▸ **Written instruction**
Copy out, character for character, everything from the start of the data down to and including the line containing "(1298, 499)".

▸ **Supplied material**
— BEGIN —
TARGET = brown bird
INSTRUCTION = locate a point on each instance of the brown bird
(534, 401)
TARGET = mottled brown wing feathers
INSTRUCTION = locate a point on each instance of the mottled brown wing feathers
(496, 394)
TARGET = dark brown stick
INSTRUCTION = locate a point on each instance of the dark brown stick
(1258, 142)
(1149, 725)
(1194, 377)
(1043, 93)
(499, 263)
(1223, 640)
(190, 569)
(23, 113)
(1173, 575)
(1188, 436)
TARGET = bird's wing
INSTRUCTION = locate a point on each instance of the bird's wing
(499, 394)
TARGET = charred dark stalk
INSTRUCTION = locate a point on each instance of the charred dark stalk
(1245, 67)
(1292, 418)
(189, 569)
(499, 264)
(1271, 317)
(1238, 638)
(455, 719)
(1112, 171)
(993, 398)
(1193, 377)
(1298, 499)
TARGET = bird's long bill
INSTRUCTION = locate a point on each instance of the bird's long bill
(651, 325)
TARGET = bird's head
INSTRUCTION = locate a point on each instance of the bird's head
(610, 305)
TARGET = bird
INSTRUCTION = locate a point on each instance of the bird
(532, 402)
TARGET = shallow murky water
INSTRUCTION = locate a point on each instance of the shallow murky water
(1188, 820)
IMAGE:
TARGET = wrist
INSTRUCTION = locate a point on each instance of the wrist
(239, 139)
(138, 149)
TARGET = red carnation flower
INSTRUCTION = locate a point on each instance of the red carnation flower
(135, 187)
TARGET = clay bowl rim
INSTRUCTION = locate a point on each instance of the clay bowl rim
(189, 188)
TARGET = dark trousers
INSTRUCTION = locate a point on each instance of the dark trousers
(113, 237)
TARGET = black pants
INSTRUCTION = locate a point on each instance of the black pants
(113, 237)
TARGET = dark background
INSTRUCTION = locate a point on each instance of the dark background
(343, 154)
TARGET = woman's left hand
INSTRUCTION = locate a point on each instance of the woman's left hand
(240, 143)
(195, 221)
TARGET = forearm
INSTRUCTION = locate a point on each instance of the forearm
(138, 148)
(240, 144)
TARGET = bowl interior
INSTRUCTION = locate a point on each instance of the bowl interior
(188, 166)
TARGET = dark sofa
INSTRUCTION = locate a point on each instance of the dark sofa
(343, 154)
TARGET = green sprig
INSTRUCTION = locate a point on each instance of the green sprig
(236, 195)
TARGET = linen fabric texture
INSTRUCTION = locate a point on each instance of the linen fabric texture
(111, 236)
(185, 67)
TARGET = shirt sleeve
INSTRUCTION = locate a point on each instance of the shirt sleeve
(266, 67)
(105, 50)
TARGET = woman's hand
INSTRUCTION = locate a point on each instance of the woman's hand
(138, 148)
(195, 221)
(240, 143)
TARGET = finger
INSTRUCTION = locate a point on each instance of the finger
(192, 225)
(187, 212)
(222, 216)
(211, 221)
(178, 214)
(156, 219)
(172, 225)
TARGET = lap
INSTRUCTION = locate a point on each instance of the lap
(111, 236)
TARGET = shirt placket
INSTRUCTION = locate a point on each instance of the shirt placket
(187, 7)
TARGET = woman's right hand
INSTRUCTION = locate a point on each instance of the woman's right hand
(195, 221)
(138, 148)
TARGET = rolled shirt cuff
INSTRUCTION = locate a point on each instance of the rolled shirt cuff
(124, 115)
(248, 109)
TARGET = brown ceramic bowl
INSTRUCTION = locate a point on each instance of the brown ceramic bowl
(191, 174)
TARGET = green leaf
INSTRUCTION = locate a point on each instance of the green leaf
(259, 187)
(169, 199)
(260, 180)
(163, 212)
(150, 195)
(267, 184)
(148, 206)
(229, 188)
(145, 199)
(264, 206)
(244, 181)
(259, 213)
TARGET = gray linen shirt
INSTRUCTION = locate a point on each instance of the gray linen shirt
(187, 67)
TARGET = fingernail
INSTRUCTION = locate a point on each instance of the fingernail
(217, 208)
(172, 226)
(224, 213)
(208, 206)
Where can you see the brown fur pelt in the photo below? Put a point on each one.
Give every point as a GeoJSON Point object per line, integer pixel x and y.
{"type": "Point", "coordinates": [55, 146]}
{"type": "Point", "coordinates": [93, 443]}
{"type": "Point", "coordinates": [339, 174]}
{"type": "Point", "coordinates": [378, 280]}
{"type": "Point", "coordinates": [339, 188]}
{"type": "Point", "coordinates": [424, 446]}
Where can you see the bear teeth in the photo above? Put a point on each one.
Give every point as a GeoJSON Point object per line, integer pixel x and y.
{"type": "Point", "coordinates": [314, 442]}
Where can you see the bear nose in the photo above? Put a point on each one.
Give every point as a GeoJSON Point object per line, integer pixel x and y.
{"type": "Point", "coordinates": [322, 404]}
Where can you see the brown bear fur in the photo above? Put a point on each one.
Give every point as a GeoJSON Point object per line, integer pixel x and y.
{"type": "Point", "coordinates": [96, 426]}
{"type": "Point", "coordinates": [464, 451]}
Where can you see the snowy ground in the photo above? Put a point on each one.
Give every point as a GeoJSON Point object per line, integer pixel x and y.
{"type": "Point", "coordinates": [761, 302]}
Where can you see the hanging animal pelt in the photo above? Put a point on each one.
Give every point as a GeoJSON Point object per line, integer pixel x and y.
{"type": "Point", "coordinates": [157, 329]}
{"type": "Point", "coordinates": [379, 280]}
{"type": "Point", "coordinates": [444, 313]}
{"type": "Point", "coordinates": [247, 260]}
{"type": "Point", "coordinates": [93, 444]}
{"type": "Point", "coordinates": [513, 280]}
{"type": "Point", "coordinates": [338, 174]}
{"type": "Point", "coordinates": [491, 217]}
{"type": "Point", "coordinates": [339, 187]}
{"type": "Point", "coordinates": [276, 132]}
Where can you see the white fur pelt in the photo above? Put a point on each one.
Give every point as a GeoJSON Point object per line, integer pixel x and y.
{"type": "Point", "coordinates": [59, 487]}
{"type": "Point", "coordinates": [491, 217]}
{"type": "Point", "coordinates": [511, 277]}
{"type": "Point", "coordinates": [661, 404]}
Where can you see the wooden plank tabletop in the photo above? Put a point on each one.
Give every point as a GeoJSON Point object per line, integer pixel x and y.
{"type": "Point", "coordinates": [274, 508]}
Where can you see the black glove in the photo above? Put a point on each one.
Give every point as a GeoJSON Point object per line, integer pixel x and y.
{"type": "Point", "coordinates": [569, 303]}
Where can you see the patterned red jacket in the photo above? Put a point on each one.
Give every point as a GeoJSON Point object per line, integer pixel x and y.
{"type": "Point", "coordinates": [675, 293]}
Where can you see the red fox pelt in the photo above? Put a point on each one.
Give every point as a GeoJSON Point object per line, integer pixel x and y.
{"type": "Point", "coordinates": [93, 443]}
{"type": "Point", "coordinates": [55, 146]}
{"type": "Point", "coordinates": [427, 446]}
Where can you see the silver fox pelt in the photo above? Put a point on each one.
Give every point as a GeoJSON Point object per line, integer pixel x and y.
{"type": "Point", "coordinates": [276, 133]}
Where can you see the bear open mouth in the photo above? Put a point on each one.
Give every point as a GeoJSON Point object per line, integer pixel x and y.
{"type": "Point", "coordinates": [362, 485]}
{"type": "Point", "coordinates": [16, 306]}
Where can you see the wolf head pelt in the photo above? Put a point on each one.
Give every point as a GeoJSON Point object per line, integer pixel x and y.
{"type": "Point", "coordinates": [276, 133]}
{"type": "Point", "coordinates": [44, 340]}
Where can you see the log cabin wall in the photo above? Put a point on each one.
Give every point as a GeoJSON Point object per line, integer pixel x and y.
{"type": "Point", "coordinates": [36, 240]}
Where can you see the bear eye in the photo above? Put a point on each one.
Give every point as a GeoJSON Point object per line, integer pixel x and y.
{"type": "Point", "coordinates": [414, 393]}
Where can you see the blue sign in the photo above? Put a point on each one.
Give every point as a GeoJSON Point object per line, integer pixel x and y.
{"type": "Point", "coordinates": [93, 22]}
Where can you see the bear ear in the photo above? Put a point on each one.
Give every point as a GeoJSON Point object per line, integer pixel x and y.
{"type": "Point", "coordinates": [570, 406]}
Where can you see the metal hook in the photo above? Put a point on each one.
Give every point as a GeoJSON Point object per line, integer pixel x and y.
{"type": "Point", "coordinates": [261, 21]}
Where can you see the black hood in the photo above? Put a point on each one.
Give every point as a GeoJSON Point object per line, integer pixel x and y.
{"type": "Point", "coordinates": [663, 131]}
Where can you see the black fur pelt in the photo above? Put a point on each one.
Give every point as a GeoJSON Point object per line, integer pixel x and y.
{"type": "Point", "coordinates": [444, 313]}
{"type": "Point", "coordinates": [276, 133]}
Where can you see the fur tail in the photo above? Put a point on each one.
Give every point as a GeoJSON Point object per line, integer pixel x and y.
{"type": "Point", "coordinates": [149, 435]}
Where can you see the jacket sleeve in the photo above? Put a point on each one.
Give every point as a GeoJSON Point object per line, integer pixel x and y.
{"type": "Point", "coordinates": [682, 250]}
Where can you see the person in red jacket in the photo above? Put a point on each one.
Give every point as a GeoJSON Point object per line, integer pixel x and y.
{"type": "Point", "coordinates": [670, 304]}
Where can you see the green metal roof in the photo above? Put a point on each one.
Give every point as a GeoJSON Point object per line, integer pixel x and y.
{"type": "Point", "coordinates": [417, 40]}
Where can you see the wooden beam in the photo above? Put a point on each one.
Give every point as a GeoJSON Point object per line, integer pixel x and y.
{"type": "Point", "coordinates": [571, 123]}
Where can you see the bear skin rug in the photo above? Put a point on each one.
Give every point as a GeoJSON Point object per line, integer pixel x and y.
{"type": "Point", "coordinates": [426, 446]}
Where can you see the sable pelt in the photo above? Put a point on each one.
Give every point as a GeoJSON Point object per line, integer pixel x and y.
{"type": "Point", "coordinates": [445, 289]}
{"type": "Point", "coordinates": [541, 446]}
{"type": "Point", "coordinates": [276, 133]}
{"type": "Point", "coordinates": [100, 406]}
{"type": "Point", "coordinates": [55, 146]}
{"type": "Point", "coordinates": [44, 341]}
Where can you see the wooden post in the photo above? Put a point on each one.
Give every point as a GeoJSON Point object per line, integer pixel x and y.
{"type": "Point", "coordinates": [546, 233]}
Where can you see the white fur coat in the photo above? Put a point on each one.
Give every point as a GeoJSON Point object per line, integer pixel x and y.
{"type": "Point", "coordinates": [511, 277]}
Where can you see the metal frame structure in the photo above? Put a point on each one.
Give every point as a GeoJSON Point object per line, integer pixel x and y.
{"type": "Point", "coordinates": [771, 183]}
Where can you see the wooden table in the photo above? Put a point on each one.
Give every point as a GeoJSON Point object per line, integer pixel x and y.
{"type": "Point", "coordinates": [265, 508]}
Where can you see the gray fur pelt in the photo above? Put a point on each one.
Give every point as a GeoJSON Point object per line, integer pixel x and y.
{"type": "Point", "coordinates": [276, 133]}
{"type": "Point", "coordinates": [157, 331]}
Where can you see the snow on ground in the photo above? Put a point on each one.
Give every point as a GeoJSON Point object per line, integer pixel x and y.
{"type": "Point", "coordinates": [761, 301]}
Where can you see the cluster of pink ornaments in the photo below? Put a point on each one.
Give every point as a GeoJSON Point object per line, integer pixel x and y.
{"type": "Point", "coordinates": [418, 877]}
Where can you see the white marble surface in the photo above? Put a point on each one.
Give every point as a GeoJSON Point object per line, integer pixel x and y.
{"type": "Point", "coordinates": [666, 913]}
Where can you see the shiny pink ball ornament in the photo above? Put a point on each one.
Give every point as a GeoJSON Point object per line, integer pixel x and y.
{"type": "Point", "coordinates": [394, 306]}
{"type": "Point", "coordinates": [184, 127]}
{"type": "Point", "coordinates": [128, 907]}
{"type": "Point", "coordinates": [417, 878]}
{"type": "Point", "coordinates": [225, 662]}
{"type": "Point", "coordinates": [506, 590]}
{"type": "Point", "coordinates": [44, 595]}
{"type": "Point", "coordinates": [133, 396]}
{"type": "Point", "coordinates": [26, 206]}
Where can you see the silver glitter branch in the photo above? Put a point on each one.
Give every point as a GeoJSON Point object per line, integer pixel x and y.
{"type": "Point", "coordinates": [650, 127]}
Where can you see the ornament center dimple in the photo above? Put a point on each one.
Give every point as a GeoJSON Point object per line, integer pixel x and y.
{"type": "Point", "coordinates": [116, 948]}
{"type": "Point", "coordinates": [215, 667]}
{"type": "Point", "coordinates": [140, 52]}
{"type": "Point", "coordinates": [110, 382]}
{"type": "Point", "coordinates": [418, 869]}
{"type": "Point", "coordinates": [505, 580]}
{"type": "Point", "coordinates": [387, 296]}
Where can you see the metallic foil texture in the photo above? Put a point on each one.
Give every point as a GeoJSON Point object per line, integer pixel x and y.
— END —
▸ **Task result**
TARGET = brown bird
INSTRUCTION = locate a point on each instance of the brown bird
(534, 401)
TARGET = mottled brown wing feathers
INSTRUCTION = locate a point on each instance of the mottled brown wing feathers
(496, 394)
TARGET = dark brown stick
INSTRUCTION = locate a point on each instance of the dark brown stick
(1258, 142)
(1149, 725)
(1194, 377)
(1043, 93)
(499, 263)
(1223, 640)
(190, 569)
(23, 113)
(1173, 575)
(1188, 436)
TARGET = bird's wing
INSTRUCTION = locate a point on each instance of the bird's wing
(499, 394)
TARGET = charred dark stalk
INSTRUCTION = locate a point on each instance of the charred dark stalk
(1245, 67)
(1292, 418)
(189, 569)
(499, 264)
(1271, 317)
(1238, 638)
(455, 719)
(1112, 171)
(993, 398)
(1193, 377)
(1298, 499)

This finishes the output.